■ The task
Starting with the line containing "of the lychee" and going on through the end of the records, rewrite those lines as a Markdown table with the columns Row and Line, numbering each line and leaving out any blank lines.

▼

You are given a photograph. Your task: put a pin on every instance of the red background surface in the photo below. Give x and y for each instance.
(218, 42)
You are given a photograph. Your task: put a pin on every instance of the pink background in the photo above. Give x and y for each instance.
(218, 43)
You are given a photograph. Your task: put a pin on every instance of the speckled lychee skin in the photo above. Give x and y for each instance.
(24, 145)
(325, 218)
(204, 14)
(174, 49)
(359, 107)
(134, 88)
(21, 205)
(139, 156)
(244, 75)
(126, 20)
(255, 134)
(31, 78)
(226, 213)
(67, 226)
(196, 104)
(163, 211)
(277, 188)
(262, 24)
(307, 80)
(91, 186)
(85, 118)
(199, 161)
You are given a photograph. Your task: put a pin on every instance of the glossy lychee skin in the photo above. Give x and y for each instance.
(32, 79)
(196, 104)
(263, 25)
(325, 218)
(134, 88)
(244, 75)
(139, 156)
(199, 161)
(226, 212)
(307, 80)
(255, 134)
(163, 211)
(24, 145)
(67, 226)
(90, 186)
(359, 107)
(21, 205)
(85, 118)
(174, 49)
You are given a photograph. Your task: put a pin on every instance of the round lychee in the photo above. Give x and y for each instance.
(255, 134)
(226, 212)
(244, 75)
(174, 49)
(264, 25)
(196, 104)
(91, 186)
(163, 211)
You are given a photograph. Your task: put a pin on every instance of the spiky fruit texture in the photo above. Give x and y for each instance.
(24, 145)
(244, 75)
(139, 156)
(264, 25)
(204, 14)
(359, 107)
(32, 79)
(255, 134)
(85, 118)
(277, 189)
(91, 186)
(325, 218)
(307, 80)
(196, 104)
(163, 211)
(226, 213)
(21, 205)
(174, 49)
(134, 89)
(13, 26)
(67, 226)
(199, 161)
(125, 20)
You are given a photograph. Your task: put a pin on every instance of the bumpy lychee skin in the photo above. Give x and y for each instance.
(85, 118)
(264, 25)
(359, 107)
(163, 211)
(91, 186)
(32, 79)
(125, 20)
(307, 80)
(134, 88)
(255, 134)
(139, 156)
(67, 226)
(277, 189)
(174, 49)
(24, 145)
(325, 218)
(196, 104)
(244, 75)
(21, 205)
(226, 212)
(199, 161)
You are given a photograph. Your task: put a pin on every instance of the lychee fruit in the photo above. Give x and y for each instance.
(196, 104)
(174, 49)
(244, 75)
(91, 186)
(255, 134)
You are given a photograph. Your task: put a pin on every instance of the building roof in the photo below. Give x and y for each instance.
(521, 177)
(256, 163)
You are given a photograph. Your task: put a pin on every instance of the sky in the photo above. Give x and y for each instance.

▲

■ Task output
| Row | Line |
|---|---|
| 1 | You are given a photograph. Your task: put a pin on every instance of the lychee fruit in the photo above. Give x and y for each instance. |
| 2 | (196, 104) |
| 3 | (174, 49) |
| 4 | (244, 75) |
| 5 | (91, 186) |
| 6 | (255, 134) |
| 7 | You are given a photograph. Your task: put a pin on every instance of the building roof in the photo below. Give x and y for each instance. |
| 8 | (521, 177) |
| 9 | (256, 163) |
| 10 | You are given a photograph. Your task: put a pin on every instance of the sky in the photo above. Give x and y for each instance. |